(Lerntext)
• • • • •
Auch Jesus war nicht frei von Klischees und Vorurteilen. Einmal begegnet er einer Frau, die einer fremden, nichtjüdischen Religion angehörte. Sie hat von Jesus gehört und bittet ihn inständig ihre kranke Tochter zu heilen. Jesus reagiert mit bemerkenswerter Arroganz. Zuerst überhört er sie einfach, so als würde ihn das überhaupt nicht interessieren. Seine Jünger bitten ihn daraufhin ihr doch den Gefallen zu tun, nicht weil sie mit ihr sympathisieren, sondern weil ihnen das Klagen der Frau schlicht auf die Nerven geht, und sie sie los werden wollen. Jesus erwidert knapp: die Leute dieser Religion gehören -modern ausgedrückt- nicht zu meiner Zielgruppe. Die Frau aber lässt nicht locker, fällt sogar vor Jesus auf die Knie, um dann von ihm gesagt zu bekommen - so wörtlich: „Es ist nicht recht, das Brot den Kindern wegzunehmen und es den Hunden vorzuwerfen“. Heißt also: die Frau und ihr Volk gehört zu den Hunden, und mit den Kindern meint er sein eigenes. Überheblicher geht’s wohl kaum. Die Frau gibt trotzdem nicht auf, kämpft für ihr Kind wie eine Löwin und erwidert schlagfertig: Da habe er wohl recht, aber selbst die Hunde bekämen zumindest etwas von den Brotresten. Da muss es bei Jesus „Klick gemacht“ haben, denn er revidiert seine Haltung, lobt sogar den starken Glauben der Frau und kümmert sich um die kranke Tochter.
• • • • •
(Aufgabenstellung) Aus welchem Grund bitten die Jünger laut dem Lerntext Jesus, der Frau den Gefallen zu tun?
• • • • •
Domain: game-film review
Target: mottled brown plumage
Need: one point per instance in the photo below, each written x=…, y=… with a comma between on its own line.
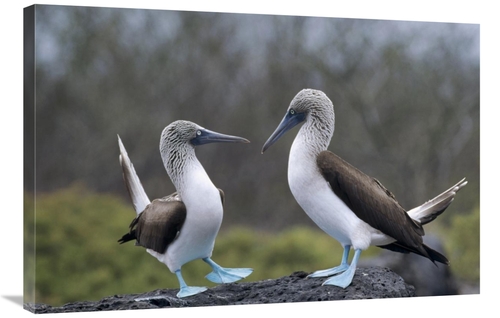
x=375, y=205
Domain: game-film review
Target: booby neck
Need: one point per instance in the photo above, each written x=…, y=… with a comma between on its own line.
x=315, y=134
x=179, y=159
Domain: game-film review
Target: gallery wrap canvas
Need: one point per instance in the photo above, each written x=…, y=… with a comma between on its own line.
x=406, y=100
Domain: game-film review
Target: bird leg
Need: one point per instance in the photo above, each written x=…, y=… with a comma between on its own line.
x=335, y=270
x=221, y=275
x=343, y=280
x=186, y=290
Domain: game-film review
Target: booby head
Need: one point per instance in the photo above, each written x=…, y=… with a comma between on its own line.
x=178, y=141
x=315, y=109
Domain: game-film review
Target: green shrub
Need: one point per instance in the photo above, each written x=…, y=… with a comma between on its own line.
x=462, y=244
x=78, y=257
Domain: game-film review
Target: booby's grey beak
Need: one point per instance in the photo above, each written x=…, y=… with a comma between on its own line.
x=291, y=119
x=205, y=136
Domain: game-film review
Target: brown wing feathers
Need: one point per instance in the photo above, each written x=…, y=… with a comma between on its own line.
x=158, y=225
x=375, y=205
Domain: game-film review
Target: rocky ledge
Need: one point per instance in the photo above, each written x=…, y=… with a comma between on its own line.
x=368, y=283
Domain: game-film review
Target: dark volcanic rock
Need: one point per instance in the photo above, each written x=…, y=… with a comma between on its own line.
x=368, y=283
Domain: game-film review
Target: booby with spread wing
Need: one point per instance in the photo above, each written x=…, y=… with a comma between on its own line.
x=355, y=209
x=181, y=227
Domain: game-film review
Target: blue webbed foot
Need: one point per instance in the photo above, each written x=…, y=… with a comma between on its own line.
x=335, y=270
x=186, y=290
x=222, y=275
x=329, y=272
x=343, y=280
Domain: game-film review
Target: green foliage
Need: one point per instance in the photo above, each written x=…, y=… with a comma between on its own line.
x=462, y=245
x=78, y=257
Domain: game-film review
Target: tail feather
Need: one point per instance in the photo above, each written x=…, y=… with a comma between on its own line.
x=128, y=237
x=134, y=186
x=431, y=209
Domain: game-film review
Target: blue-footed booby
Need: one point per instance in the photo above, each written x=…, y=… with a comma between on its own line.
x=352, y=207
x=181, y=227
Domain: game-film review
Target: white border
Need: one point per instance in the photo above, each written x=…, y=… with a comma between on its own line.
x=11, y=143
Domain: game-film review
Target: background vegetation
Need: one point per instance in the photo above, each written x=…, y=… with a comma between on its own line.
x=406, y=97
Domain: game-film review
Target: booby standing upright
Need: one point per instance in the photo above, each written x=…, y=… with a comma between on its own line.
x=350, y=206
x=181, y=227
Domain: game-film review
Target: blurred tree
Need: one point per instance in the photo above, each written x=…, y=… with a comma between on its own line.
x=406, y=96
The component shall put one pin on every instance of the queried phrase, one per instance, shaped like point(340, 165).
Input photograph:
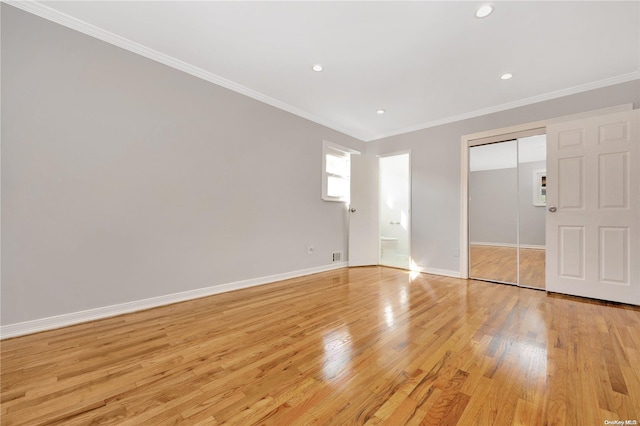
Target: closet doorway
point(507, 203)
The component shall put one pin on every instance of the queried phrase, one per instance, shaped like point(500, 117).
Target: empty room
point(329, 213)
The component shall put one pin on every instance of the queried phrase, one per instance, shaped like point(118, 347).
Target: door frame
point(497, 135)
point(409, 213)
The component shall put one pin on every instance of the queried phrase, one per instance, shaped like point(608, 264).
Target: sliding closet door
point(493, 212)
point(532, 193)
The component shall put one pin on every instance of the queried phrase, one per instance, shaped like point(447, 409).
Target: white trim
point(467, 141)
point(44, 11)
point(58, 321)
point(624, 78)
point(525, 246)
point(409, 213)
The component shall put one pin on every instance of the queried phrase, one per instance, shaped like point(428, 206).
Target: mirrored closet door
point(507, 197)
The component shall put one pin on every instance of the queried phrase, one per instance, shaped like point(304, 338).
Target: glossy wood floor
point(501, 264)
point(367, 345)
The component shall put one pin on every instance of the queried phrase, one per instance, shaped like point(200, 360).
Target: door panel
point(571, 256)
point(363, 221)
point(593, 171)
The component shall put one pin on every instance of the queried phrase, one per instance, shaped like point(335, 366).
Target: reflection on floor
point(500, 264)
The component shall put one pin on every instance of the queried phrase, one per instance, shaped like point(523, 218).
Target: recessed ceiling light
point(484, 11)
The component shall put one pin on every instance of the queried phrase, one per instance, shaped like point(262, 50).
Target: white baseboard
point(58, 321)
point(443, 272)
point(435, 271)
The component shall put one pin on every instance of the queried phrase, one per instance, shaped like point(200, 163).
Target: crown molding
point(624, 78)
point(42, 10)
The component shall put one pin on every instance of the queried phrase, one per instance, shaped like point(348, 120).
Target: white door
point(363, 211)
point(593, 207)
point(395, 210)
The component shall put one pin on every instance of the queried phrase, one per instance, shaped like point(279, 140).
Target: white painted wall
point(435, 166)
point(124, 179)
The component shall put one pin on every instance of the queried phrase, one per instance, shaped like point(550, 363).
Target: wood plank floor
point(496, 263)
point(368, 345)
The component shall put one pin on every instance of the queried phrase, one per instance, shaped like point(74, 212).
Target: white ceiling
point(507, 155)
point(425, 63)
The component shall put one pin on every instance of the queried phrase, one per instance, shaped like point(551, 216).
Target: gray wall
point(124, 179)
point(494, 209)
point(435, 162)
point(532, 218)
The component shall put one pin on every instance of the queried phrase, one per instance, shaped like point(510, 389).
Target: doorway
point(395, 210)
point(507, 199)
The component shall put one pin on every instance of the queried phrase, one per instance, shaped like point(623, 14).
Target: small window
point(336, 173)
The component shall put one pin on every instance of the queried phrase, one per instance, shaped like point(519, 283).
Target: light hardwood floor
• • • • •
(Musterlösung) Das Klagen der Frau geht ihnen auf die Nerven, und sie wollen sie loswerden.